Text for analysis:
◆ ◆ ◆ ◆ ◆ ◆ ◆

Nothing reflects a society more than the history it chooses to commemorate, and nothing relegates a community more than its story being rendered invisible.

This year marks the 100th anniversary of the ‘race riots’ in Newport. Yet despite the increasing focus on the diversity of modern Welsh identity, and in contrast to the spotlight placed on of other national historic events and popular struggles, you will struggle to find anything commemorating this historic, important and violent chapter in Welsh social history. This I find incredulous, especially considering that Newport – after Cardiff – is the second oldest multicultural community in Wales.

The 1919 race riots are a significant part of Newport’s history, and at its centenary, I think it is important Welsh people once again learn about it. Such an event demands attention, especially if as a society we are to pay more than simple lip-service to ambitions of inclusivity. Currently it seems hardly considered noteworthy. It is not even recorded on the Newport Wikipedia page key historical dates.

When and how did the 1919 race riots start in Newport?

Wars change societies. Soon after the Armistice was signed on 11th November 1918, many discharged soldiers and sailors of colour who contributed to the efforts of World War One were brought back to Britain to take up permanent residence.  This increased the minority ethnic population in Wales, especially in seaport areas like Cardiff, Newport and Barry, where there was already an Indian population made up of lascars.  Lascars were merchants and seaman who settled when unable to return to their homeland because of the Navigation Act.  Many lascars ended up in seamen’s hostels close to the docks, where they found work.  However, at a time of dissatisfaction with post-war employment, and with a shortage of housing, many who had found work began to encounter overt racial hostility from white counterparts, who in returning to old jobs looked enviously upon the well-paid roles on ships in docklands. Money divisions led to racial tensions which also extended towards Arab, Somali, West African and West Indian ex-servicemen.

This racial animosity led to a series of race riots all over Britain. Tensions erupted first in Glasgow, in January, 1919, then boiled over into parts of England, like London, South Shields, Hull, Salford, Liverpool, and eventually Wales.  Another factor that exacerbated growing racial tensions between black and white men was the perception that these black men were fraternising with local, white women. This incensed many white men, who actively began targeting and violently attacking black men for having relations with, or marrying white women.

◆ ◆ ◆ ◆ ◆ ◆ ◆

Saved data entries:
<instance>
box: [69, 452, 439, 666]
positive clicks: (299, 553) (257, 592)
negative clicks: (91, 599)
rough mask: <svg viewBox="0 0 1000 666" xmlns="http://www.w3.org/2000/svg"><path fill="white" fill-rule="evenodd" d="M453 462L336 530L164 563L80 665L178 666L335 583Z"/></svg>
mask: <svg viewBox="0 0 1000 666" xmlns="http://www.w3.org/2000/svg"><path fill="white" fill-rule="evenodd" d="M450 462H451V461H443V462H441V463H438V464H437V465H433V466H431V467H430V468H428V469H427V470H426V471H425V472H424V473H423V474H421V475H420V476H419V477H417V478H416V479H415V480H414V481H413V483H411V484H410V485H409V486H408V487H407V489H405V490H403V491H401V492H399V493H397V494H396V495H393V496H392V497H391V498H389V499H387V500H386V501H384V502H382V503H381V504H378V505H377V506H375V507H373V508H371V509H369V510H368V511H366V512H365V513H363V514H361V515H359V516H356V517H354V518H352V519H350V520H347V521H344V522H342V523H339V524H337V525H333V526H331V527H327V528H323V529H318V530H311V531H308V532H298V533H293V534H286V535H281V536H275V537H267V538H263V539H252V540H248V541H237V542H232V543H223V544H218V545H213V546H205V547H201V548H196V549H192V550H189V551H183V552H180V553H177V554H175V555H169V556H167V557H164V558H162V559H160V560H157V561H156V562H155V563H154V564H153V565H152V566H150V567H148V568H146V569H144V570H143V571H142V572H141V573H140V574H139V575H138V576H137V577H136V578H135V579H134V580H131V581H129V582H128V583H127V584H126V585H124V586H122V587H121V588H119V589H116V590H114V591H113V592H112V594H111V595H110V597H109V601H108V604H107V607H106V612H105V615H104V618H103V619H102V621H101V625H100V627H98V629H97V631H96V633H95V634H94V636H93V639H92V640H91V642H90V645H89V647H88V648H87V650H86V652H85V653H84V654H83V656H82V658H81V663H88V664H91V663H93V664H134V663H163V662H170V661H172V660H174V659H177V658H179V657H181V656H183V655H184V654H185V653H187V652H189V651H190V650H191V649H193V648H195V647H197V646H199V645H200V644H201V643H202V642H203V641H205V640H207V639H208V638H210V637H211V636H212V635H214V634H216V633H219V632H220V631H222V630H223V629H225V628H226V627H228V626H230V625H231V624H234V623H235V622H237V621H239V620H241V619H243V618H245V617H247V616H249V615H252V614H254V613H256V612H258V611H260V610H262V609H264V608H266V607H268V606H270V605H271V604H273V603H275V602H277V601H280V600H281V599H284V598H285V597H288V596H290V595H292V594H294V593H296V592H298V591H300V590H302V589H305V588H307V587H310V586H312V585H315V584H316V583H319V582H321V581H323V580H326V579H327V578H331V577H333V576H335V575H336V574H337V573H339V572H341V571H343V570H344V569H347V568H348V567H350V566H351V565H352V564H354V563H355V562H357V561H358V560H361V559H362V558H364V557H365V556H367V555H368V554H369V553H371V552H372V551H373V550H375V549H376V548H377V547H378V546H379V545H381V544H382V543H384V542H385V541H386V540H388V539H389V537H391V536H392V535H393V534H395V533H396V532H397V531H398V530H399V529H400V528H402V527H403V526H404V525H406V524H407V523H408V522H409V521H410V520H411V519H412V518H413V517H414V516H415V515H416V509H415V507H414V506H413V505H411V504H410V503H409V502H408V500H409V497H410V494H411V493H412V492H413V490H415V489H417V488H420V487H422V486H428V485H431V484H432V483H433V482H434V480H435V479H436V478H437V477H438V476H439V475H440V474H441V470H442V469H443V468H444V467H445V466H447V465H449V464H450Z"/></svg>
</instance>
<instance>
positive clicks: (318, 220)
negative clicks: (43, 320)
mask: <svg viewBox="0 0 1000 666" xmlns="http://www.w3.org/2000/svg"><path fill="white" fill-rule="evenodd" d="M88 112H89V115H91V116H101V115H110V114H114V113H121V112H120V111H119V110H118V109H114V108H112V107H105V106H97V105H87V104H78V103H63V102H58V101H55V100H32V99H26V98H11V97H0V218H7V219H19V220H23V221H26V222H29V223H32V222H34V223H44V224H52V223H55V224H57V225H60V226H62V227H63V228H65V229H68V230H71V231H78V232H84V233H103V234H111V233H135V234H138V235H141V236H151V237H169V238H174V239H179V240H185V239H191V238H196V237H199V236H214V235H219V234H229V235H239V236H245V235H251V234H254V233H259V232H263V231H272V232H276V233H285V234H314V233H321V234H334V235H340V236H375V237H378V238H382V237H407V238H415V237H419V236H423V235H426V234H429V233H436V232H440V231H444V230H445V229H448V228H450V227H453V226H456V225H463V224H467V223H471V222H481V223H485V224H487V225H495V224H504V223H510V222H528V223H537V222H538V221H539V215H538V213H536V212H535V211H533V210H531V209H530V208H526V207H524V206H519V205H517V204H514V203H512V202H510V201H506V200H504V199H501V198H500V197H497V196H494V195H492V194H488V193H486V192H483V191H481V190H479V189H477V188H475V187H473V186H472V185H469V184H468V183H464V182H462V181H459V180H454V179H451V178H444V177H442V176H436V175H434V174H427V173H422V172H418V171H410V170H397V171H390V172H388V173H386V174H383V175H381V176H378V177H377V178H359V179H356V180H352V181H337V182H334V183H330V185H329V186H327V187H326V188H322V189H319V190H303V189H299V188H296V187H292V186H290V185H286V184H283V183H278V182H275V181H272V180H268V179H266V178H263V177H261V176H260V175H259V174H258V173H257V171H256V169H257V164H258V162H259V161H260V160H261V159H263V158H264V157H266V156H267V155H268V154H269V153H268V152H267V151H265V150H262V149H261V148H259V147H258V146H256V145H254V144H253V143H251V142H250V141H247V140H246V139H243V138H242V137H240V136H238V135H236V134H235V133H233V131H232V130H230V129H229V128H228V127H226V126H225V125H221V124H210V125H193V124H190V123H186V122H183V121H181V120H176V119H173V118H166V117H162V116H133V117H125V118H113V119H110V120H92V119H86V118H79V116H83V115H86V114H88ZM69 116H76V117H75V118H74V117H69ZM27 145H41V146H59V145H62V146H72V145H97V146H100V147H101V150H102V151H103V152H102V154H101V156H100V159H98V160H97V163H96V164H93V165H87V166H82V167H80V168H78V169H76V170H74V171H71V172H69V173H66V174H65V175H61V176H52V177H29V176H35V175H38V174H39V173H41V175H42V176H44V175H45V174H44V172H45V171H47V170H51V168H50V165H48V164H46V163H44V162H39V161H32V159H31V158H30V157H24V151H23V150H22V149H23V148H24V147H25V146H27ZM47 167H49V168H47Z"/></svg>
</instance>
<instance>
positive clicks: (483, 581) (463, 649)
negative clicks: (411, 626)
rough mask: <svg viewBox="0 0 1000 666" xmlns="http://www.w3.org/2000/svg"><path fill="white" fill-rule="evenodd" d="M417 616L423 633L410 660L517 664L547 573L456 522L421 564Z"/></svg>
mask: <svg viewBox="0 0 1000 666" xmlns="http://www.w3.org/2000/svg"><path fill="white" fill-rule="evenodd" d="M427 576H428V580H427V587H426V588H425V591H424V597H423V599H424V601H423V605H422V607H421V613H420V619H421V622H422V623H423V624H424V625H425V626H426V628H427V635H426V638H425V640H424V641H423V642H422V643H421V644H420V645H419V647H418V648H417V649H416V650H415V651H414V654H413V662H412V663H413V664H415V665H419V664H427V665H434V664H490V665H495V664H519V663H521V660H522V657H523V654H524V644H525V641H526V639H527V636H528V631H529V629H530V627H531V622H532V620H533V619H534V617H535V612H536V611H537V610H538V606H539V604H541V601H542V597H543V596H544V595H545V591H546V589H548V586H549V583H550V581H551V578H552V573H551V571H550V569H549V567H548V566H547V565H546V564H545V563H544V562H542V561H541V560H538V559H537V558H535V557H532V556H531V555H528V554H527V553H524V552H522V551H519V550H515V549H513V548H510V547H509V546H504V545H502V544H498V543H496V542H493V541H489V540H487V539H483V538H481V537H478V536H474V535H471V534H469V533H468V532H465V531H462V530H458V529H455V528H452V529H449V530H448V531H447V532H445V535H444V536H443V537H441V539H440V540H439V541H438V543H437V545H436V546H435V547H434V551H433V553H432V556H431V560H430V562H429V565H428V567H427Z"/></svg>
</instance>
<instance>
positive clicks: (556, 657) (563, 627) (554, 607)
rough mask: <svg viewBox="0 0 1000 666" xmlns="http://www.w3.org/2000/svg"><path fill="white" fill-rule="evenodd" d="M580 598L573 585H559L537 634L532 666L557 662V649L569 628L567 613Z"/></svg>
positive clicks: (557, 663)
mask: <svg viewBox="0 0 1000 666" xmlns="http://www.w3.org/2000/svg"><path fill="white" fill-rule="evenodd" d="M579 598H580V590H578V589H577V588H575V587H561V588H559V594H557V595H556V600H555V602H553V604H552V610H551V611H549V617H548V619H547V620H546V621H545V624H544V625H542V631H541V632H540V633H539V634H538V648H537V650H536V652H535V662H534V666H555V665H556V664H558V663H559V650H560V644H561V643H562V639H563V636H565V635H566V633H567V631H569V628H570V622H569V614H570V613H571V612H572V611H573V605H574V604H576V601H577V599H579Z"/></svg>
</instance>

◆ ◆ ◆ ◆ ◆ ◆ ◆

Requirement A:
Translate this sentence from the passage on the 1919 Newport race riots into French: "This racial animosity led to a series of race riots all over Britain."
Requirement B:
Using the passage on the 1919 Newport race riots, say whether each statement agrees with it, answering yes or no and quoting the words that decide it: (i) In Britain, the tensions erupted first in Glasgow in January 1919. (ii) Newport is the oldest multicultural community in Wales. (iii) The 1919 race riots appear among the key historical dates on the Newport Wikipedia page.
Requirement C:
According to the passage on the 1919 Newport race riots, what prevented lascars from returning to their homeland?
These rows come from a separate source, unrelated to the text.

Written answer A:
Cette animosité raciale a conduit à une série d'émeutes raciales dans toute la Grande-Bretagne.

Written answer B:
(i) Yes: "Tensions erupted first in Glasgow, in January, 1919"
(ii) No: "Newport – after Cardiff – is the second oldest multicultural community in Wales."
(iii) No: "It is not even recorded on the Newport Wikipedia page key historical dates."

Written answer C:
The Navigation Act.